Only the pictures stay out; every record is to be quoted exactly.

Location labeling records

----

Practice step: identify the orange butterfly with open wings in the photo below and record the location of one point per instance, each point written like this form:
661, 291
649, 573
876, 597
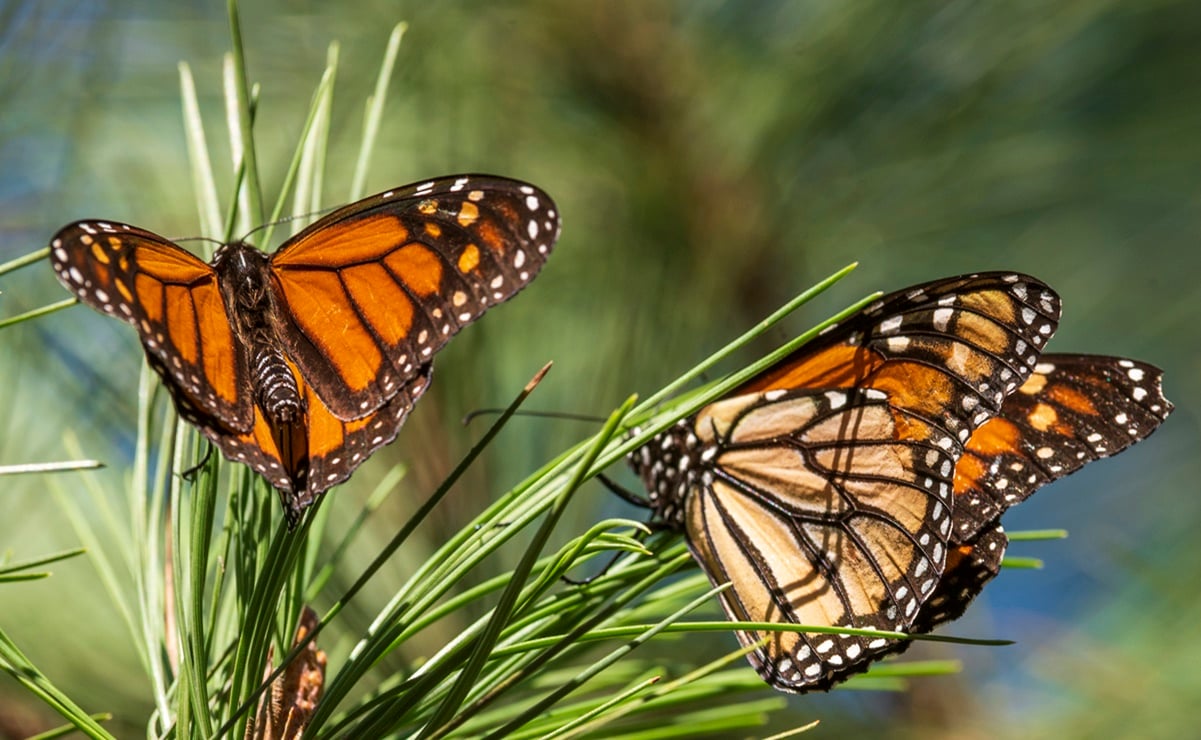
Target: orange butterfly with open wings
305, 362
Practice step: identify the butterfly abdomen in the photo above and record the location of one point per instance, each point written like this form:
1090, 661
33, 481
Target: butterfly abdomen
245, 280
275, 387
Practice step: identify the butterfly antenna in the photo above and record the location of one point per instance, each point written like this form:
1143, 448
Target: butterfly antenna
545, 415
190, 473
288, 220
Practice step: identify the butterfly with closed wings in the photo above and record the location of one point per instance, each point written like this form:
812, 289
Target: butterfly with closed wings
859, 482
304, 362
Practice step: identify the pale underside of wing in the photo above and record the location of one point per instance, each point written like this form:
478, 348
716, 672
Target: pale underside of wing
820, 512
372, 291
173, 300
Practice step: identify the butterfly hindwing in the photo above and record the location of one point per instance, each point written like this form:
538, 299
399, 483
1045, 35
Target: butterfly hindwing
174, 302
826, 479
374, 290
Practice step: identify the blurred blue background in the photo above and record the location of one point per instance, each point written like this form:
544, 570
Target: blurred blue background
710, 160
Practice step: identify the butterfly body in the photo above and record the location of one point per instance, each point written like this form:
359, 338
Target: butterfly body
304, 362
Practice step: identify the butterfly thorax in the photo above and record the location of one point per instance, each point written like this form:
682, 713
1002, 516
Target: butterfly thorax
670, 465
245, 285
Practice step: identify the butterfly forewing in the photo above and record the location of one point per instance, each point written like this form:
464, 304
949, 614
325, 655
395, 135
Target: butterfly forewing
948, 350
174, 302
376, 288
1073, 410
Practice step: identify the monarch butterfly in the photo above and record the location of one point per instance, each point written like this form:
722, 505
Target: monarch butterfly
305, 362
859, 482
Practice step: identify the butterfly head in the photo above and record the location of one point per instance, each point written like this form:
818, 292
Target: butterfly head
244, 274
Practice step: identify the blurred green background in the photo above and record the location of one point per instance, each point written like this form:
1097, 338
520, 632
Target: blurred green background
710, 160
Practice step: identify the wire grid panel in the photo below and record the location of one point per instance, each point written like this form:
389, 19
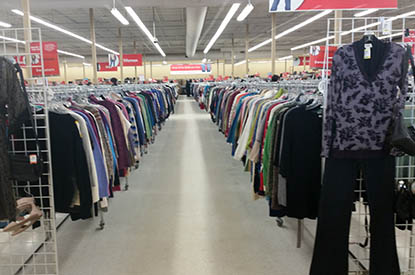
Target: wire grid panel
33, 251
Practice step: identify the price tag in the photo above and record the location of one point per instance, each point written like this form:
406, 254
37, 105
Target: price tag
33, 159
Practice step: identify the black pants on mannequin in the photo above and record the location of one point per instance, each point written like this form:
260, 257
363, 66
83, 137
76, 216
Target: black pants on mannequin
332, 240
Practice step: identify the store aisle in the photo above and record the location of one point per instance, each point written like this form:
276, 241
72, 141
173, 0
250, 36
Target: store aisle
189, 210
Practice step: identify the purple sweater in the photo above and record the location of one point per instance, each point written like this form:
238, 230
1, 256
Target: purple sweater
360, 107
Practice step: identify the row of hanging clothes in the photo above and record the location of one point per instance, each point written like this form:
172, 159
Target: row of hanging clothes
275, 130
98, 135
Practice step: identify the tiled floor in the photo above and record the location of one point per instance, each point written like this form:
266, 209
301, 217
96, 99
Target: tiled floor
189, 210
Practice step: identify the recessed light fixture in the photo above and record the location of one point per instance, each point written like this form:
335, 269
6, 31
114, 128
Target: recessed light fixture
5, 25
59, 29
71, 54
222, 26
366, 12
245, 12
296, 27
143, 27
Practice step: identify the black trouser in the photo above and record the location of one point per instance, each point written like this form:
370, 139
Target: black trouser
332, 240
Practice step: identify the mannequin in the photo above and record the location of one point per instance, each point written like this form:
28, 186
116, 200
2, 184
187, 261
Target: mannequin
365, 80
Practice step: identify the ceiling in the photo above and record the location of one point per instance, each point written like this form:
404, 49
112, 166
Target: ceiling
170, 22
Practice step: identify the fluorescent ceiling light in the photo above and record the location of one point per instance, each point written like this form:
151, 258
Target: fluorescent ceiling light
285, 58
222, 26
71, 54
240, 63
366, 12
59, 29
391, 35
12, 39
117, 14
401, 16
143, 27
313, 43
5, 25
245, 12
293, 29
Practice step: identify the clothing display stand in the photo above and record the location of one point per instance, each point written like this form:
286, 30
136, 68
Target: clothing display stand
405, 165
34, 251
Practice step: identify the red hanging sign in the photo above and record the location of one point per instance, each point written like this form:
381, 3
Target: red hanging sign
190, 69
299, 61
303, 5
317, 56
410, 39
132, 60
105, 67
50, 58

----

_Output below_:
Practice step: identify the orange butterfly with open wings in the photo below and record the location of one point per instance, each point written like this form:
661, 291
649, 573
876, 597
Target: orange butterfly with open wings
305, 362
Practice step: identify the butterfly abdomen in the photo above and record the location of one point per instance, each point written like this form:
1090, 661
33, 481
Target: butterfly abdomen
245, 280
275, 387
Practice step: identify the butterfly antenna in the photo above and record the location of one point per instance, each point written like this form:
1143, 448
Target: butterfly antenna
545, 415
190, 473
288, 220
Practice step: identify the butterfly with closed wings in the photo above and record the location of one point per instance, each point written like this form:
812, 289
Target: butterfly with closed wings
859, 482
304, 362
Practice step: identify the pale underside of wing in the photo above and record the location of one point per instance, each point written like this form:
478, 348
716, 672
Target: pale underside of wing
820, 512
372, 291
173, 300
Practice step: identify the butterfly hindwing in the photo above and record the location of one point per instance, each point written like this form:
538, 299
399, 483
1045, 35
Target: butterfly hindwing
174, 302
826, 479
374, 290
Practice step: identify the blurred blue background in the photo above and record the location of one point per instance, each point written like this form:
544, 570
Target: blurred blue background
710, 160
Practice step: identify the butterfly body in the photo above and record the location of one point per instance, each point written like this form:
359, 338
Target: butterfly body
304, 362
Practice step: identify the butterfly thorax in the photo above and record the location of one point per instance, each point written like this form:
682, 713
1002, 516
Target: butterfly thorax
670, 465
245, 285
Practice step: identify the butterfly forewing in the photo above and record the location of one point per instance, each point written like this form:
464, 304
949, 614
325, 655
395, 135
Target: butterfly forewing
948, 350
174, 302
376, 288
1073, 410
Practice step: identify the monarch butterfly in the photo above and record the location of one point per instance, each point written like this form:
722, 505
Target: monarch butterfly
305, 362
859, 482
Practice step: identify the butterfly head in the photo above and record the location of one point per instance, each point written like this form:
818, 292
Target: butterfly head
244, 274
Practice step: identify the blurred green background in the photo above and record the location of one point per instance, each point written like this form:
1097, 338
520, 632
Target: blurred green background
710, 160
Practice step: identify the wire grid panel in the photo below and record the location of one point per instance, each point written like this form:
389, 19
Target: wire grid panel
33, 251
Practice step: identify the price tag in the photo above and record the location of one point per instance, each point written like this form:
406, 254
37, 105
Target: price tag
33, 159
Practice step: identify the black pants on mannequin in the photo above and record the location of one point per instance, each point written like this form:
260, 257
363, 66
83, 137
76, 216
Target: black pants on mannequin
332, 240
Practice step: identify the store aisle in the photo above and record the location of one point per instance, each point written like this form:
276, 241
72, 141
173, 0
250, 36
Target: store aisle
189, 210
Practice step: identify the purple sweater in the photo above and record the location of one point per instance, each point written like this form:
238, 230
1, 256
Target: purple sweater
360, 107
Practice step: identify the row of hanging clothes in the photo above and record the location of one point per instance, each point written like this form:
172, 159
Target: row of hanging clothes
275, 130
98, 135
Practice step: identify the tiled floor in the photo above and record the location of one point per instance, each point written like this form:
266, 209
301, 217
96, 99
Target: tiled floor
189, 210
Practice step: identify the recessed light fixture in the photo above and record the location of one point per instance, each point written like this form:
335, 269
6, 31
114, 128
Target: recessed light fixture
5, 25
59, 29
71, 54
222, 26
366, 12
245, 12
296, 27
143, 27
Practice step: identify the black trouser in the photo above and record the location of one point per instance, each point written like this form:
370, 139
Target: black trouser
332, 240
Practice step: identify the mannequin in the photo above and record the location of one point per instance, each point written like this form:
28, 186
116, 200
2, 184
187, 261
Target: mannequin
365, 80
Practice step: identify the ceiling in the photo above and record the location of one point per instance, each point written like this form:
404, 49
112, 166
Target: ceiling
170, 22
Practice step: identify the fluorescent ceiling light in the photo above and record the location of one point per instance, each point written like this form:
151, 258
Target: fluorescent ceiling light
285, 58
222, 26
71, 54
240, 63
366, 12
59, 29
391, 35
12, 39
117, 14
401, 16
143, 27
313, 43
5, 25
245, 12
293, 29
Practice step: identify the clothing display stand in the photo above and record the location of one point per instance, each point written like this form:
286, 30
136, 68
Target: clothing display stand
405, 165
34, 251
Practice step: identify the red hanging sign in the photo above and record the location of one point per instance, each point written like this form:
381, 3
Target: red hanging sign
190, 69
299, 61
303, 5
317, 56
410, 39
132, 60
105, 67
50, 58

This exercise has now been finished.